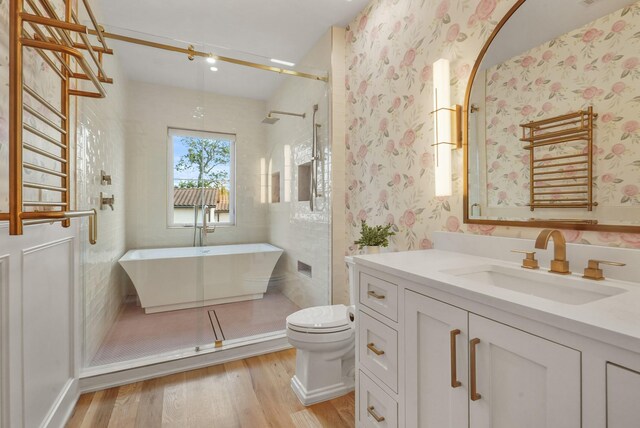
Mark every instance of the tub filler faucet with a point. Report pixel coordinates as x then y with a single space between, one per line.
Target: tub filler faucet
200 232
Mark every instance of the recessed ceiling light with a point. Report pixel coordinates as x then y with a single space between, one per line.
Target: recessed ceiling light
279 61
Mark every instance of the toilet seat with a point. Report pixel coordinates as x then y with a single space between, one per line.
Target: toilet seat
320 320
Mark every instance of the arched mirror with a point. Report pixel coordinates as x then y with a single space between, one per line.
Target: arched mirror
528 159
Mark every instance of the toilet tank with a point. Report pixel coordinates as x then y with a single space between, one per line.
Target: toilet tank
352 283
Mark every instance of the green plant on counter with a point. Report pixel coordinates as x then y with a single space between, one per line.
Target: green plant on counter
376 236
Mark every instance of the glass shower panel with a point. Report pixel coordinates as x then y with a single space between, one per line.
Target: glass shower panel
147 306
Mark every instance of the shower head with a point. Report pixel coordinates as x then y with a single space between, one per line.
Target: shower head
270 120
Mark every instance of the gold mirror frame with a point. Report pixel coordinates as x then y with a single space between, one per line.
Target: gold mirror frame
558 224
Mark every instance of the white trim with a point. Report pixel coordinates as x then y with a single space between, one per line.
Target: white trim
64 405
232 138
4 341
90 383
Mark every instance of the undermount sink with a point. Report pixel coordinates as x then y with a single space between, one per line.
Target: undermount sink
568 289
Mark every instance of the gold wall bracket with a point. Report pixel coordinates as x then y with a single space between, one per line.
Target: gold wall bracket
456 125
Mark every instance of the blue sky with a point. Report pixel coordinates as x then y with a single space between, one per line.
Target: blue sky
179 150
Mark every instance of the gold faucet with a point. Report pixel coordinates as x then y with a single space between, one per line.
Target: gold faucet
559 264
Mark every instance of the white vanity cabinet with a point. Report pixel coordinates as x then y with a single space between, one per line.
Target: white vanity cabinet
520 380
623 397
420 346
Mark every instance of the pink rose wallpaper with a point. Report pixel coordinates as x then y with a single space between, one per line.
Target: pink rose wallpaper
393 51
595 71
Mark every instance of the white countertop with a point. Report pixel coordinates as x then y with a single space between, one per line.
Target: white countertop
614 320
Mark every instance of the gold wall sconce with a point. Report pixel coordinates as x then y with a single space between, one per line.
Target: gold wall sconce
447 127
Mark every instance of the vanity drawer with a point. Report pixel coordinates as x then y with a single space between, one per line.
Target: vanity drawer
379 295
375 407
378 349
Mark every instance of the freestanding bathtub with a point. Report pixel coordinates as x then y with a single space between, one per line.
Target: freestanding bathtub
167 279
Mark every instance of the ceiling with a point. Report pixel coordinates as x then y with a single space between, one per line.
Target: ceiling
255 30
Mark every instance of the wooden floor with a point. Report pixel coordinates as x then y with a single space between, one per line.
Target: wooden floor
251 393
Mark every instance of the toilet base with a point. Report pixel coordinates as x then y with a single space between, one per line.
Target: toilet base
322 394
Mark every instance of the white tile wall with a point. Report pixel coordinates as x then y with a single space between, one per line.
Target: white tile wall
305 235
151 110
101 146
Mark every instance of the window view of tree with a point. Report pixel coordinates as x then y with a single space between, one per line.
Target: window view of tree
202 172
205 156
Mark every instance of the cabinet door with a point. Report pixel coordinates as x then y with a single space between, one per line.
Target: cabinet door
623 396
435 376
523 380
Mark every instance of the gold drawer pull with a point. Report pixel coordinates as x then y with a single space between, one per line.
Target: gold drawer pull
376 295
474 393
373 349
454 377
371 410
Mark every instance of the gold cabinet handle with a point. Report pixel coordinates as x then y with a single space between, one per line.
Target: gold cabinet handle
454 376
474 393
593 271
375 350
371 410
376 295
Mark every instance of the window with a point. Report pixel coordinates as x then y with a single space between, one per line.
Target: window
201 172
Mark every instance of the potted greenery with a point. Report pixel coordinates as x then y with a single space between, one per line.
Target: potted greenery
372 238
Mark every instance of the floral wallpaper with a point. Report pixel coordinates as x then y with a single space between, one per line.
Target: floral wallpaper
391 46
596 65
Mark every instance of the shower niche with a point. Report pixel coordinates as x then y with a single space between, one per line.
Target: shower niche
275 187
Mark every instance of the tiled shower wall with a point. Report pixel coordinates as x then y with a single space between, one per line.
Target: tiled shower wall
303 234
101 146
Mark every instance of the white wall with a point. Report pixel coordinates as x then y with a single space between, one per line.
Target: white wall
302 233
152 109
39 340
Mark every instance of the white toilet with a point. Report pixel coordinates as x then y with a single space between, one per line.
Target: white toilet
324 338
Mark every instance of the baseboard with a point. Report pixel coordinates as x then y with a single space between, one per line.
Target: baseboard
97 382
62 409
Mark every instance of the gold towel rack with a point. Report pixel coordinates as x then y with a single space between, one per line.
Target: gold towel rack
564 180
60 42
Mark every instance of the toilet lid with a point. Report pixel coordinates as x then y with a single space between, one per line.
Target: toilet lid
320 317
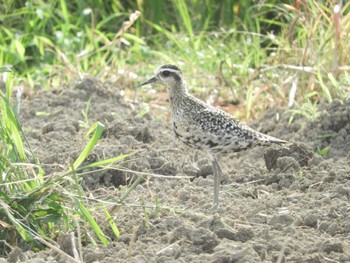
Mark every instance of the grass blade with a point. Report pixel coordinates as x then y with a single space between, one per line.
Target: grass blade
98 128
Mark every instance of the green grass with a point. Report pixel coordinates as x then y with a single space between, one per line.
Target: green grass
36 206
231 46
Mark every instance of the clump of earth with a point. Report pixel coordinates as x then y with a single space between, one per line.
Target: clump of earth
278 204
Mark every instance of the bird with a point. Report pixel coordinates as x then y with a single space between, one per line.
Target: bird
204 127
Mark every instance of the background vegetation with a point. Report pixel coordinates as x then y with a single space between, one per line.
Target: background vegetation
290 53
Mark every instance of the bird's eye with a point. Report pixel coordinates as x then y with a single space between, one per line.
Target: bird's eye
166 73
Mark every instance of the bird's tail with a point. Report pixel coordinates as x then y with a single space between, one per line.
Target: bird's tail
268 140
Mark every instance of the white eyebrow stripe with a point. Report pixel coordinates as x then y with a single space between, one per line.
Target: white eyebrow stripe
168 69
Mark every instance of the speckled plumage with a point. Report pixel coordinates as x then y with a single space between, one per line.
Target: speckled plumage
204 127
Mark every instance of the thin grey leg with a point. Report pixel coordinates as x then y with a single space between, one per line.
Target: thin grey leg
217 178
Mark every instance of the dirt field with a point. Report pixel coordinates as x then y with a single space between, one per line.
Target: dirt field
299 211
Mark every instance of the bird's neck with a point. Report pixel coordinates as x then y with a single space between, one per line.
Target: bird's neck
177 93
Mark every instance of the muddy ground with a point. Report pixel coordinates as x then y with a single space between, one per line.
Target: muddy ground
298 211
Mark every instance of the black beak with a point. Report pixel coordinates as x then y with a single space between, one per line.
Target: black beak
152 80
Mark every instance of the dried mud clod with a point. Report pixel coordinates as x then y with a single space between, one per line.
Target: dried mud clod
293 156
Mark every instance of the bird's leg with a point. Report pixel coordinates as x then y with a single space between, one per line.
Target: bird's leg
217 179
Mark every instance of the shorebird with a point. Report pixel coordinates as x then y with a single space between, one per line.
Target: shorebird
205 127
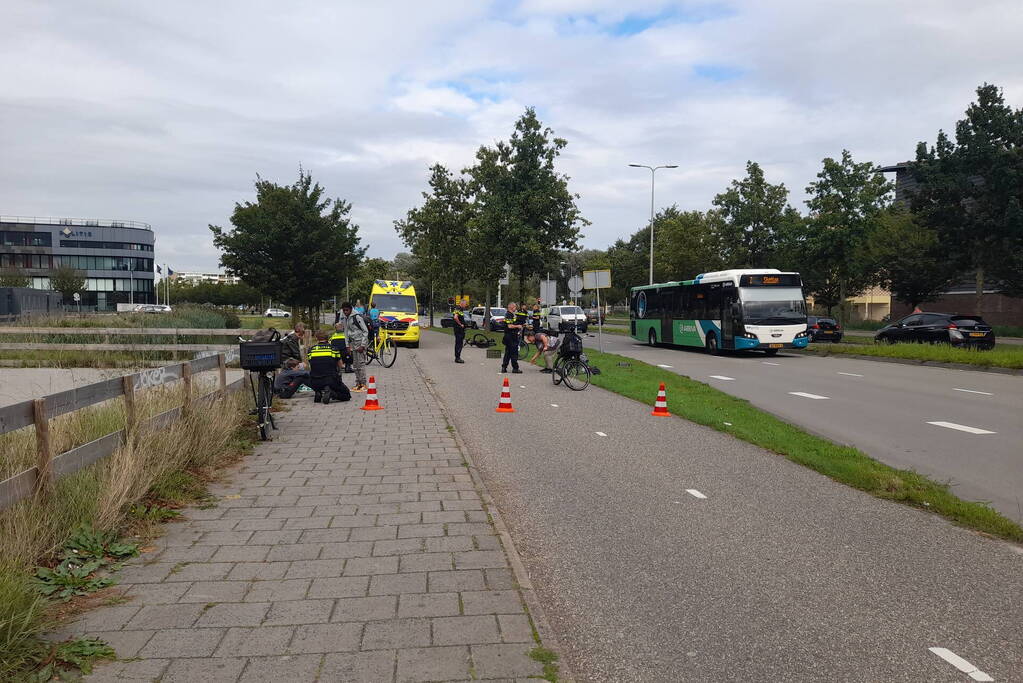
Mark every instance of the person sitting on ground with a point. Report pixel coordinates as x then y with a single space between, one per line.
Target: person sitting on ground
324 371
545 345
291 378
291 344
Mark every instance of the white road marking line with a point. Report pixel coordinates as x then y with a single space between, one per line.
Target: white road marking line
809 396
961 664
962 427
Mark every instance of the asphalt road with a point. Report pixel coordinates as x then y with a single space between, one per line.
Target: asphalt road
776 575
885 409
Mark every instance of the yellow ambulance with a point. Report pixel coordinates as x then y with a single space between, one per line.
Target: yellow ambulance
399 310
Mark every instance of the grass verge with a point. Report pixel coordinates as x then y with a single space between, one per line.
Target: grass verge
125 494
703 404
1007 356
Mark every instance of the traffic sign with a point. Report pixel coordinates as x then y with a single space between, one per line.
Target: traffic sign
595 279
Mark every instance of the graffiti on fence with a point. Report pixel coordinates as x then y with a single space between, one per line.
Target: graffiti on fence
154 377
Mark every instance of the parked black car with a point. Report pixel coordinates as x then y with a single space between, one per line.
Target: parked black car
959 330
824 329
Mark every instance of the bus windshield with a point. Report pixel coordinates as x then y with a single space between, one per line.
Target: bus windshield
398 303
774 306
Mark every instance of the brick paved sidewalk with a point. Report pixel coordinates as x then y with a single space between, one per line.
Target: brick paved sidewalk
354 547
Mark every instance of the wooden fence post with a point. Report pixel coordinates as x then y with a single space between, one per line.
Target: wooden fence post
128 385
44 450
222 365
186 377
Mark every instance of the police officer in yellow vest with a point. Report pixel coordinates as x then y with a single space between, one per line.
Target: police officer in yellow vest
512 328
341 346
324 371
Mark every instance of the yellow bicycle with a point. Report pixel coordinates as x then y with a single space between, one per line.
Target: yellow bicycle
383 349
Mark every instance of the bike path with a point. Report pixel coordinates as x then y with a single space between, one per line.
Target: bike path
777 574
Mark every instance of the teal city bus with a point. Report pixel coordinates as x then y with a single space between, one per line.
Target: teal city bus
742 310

_____

Exercise instructions: Beginning with the line above that has "Mark every instance of the bird's eye" and going on through the line that has "Mark every instance of the person", retype every line exactly and add nothing else; drop the pictures.

Solution for this exercise:
Mark every instance of the bird's eye with a point. Report pixel coordinates as x then y with a single space between, one per line.
Target: bird's eye
166 73
Mark every instance of the bird's tail with a point. Report pixel coordinates as x then y with a single space between, one per line.
Target: bird's tail
268 140
Mark every instance of the white eyebrow stripe with a point. Report pixel coordinates as x then y with a single space between, one per line.
Target: white eyebrow stripe
168 69
Mark every instance of the speckled plumage with a point. Report pixel coordinates as x then y with a single space between, one per line.
Target: speckled plumage
204 127
Mark every instance of the thin grey leg with a point. Report pixel coordinates as x then y with a single space between, one per line.
Target: thin grey leg
217 178
Mark every instance of the dirt field with a point. Report pixel coordinates as x then y with a single space between, one per line.
Target: dirt field
299 211
Mark every instance of the bird's neck with a point. Report pixel coordinates as x then y with a single space between, one per line.
Target: bird's neck
177 93
Mark every instance of the muddy ground with a point. Report pixel coordinates as x then y with a single space between, one per line.
Target: muddy ground
298 211
Mark every instance of the black beak with a point. Report pixel coordinates as x then y with a single space between, one per line.
Target: black beak
152 80
Mark every instance of the dried mud clod with a point. Report pixel coordinates as x then y with a single space between, one per line.
Target: dried mud clod
293 156
Mark every instance of the bird's leg with a point. Report pixel coordinates as x then y with a single space between, one per line.
Target: bird's leg
217 179
Mark every instance of the shorebird with a point. Report pixel coordinates as x then y with a single space between, one per line.
Target: shorebird
205 127
Mark every instance of the person sitting on ground with a point. Report pixel coordinates as x then y with a single space between, one per line.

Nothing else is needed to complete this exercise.